- **GIVEN TASK**: Reproduce all records exactly.

- **MATERIAL TO PROCESS**:
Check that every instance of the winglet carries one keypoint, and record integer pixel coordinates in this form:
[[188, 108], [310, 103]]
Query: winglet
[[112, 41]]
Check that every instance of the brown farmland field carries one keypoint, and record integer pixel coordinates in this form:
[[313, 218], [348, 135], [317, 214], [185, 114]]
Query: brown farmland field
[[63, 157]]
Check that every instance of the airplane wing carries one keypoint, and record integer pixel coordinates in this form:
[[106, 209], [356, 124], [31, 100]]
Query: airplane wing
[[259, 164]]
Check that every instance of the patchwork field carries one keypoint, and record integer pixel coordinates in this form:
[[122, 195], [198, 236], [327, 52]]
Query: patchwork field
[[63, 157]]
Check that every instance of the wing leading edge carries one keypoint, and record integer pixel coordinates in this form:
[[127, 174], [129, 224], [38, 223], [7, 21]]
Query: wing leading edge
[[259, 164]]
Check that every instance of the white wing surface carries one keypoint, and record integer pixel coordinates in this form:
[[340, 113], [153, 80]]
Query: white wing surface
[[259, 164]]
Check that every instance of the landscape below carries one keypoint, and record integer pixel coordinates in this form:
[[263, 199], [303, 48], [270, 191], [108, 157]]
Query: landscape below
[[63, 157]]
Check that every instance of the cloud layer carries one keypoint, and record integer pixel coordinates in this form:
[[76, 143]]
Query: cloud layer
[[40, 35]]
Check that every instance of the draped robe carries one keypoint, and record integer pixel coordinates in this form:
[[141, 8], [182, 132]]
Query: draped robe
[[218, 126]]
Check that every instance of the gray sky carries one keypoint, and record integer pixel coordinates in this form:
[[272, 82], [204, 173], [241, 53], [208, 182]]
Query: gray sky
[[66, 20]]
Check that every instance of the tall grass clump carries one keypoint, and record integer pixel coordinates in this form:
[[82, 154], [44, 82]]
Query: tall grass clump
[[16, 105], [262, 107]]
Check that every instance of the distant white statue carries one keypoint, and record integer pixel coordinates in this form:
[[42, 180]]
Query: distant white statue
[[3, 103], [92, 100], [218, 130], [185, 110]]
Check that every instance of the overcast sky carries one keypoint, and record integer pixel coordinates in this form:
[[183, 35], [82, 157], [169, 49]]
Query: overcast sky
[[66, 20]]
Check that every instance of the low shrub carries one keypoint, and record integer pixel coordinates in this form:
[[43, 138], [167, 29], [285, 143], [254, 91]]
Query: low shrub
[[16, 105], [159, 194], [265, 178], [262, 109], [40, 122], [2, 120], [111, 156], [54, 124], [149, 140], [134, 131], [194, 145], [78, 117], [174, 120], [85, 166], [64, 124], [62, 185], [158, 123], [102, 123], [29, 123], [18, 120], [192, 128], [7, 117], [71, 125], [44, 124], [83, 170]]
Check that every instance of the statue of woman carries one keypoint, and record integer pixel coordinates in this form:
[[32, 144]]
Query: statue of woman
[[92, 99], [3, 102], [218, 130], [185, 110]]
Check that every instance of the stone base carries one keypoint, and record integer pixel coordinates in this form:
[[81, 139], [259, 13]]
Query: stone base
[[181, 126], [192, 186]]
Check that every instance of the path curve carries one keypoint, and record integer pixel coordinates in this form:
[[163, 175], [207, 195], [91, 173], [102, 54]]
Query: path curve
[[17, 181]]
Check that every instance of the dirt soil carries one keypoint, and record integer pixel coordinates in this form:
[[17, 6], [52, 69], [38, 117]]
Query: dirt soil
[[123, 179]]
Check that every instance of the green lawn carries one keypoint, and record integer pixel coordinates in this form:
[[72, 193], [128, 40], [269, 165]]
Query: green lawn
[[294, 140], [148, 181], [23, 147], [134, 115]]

- **OUTPUT BELOW**:
Check that every instance of the winglet carries one keypoint, and record integer pixel coordinates in this form:
[[188, 108], [310, 103]]
Query: winglet
[[112, 41]]
Check that every instance of the brown farmland field carries one keypoint, and record integer pixel coordinates in this form:
[[313, 218], [348, 135], [317, 214], [185, 114]]
Query: brown farmland field
[[63, 157]]
Check that every instance of the airplane wing carries one keypoint, and record integer pixel coordinates in this form:
[[106, 209], [356, 124], [31, 100]]
Query: airplane wing
[[259, 164]]
Check that every instance of the patchwork field carries one keypoint, and record integer pixel coordinates in this form:
[[122, 195], [198, 236], [327, 52]]
Query: patchwork field
[[63, 157]]
Check that every instance of the wing leading edge carries one keypoint, and record integer pixel coordinates in this form:
[[127, 174], [129, 224], [38, 223], [7, 21]]
Query: wing leading edge
[[259, 164]]
Check that every instance of the white wing surface carries one keypoint, and record integer pixel coordinates in this form:
[[340, 113], [153, 80]]
Query: white wing surface
[[259, 164]]
Check that every instance of the landscape below carries one keypoint, and record integer pixel coordinates in this form:
[[263, 199], [303, 48], [270, 191], [108, 157]]
Query: landscape below
[[63, 157]]
Check that every instance of the cloud layer carries one keypoint, and record integer pixel coordinates in this form:
[[76, 143]]
Query: cloud layer
[[40, 35]]
Check that every instance of the draped robe carries one keypoint, and record integer pixel coordinates in this form:
[[141, 8], [182, 132]]
Query: draped robe
[[218, 126]]
Check that every instance of the gray sky carries one keypoint, and record integer pixel coordinates in this form:
[[272, 82], [204, 173], [241, 53], [208, 182]]
Query: gray sky
[[66, 20]]
Check that every instance of the tall grass clump carries one keypoint, and record integer pixel coordinates in this form:
[[82, 154], [44, 82]]
Query: tall grass clump
[[16, 105], [262, 107]]
Check that every instance of the distant white statue carries one keypoint, and record integer pixel coordinates in this form:
[[42, 180]]
Query: distant white statue
[[3, 103], [92, 100], [218, 130], [185, 110]]
Check that every instance of the overcast sky carries one keypoint, and record integer pixel coordinates in this form:
[[183, 35], [82, 157], [169, 49]]
Query: overcast sky
[[66, 20]]
Check that every instance of the low shrub carries one keypoint, and record integer pixel coordinates in this form:
[[43, 138], [167, 29], [285, 143], [254, 91]]
Query: low shrub
[[16, 105], [159, 194], [265, 178], [262, 109], [40, 122], [2, 120], [111, 156], [54, 124], [149, 140], [134, 131], [194, 145], [78, 117], [174, 120], [85, 166], [64, 124], [62, 185], [158, 123], [102, 123], [29, 123], [18, 120], [192, 128], [7, 117], [71, 125], [44, 124], [83, 170]]
Check that every instance of the statue of woman carries one keypoint, and record integer pixel coordinates in this form:
[[32, 144]]
Query: statue of woman
[[92, 99], [3, 102], [218, 130], [185, 110]]
Check that every instance of the stone base carries one keypoint, and record integer pixel coordinates in this form:
[[81, 139], [259, 13]]
Query: stone base
[[181, 126], [192, 186]]
Check that every instance of the path curve carries one keypoint, and record integer pixel coordinates in this form:
[[163, 175], [207, 195], [91, 173], [102, 54]]
Query: path curve
[[17, 181]]
Check that every instance of the dirt soil carries one keypoint, and record integer pixel coordinates in this form:
[[17, 6], [52, 69], [38, 117]]
Query: dirt soil
[[123, 179]]
Check that every instance of the green lawn carries one keypoint, and record integer pixel coordinates in this form:
[[72, 193], [128, 40], [269, 165]]
Query: green lawn
[[294, 140], [148, 181], [23, 147], [134, 115]]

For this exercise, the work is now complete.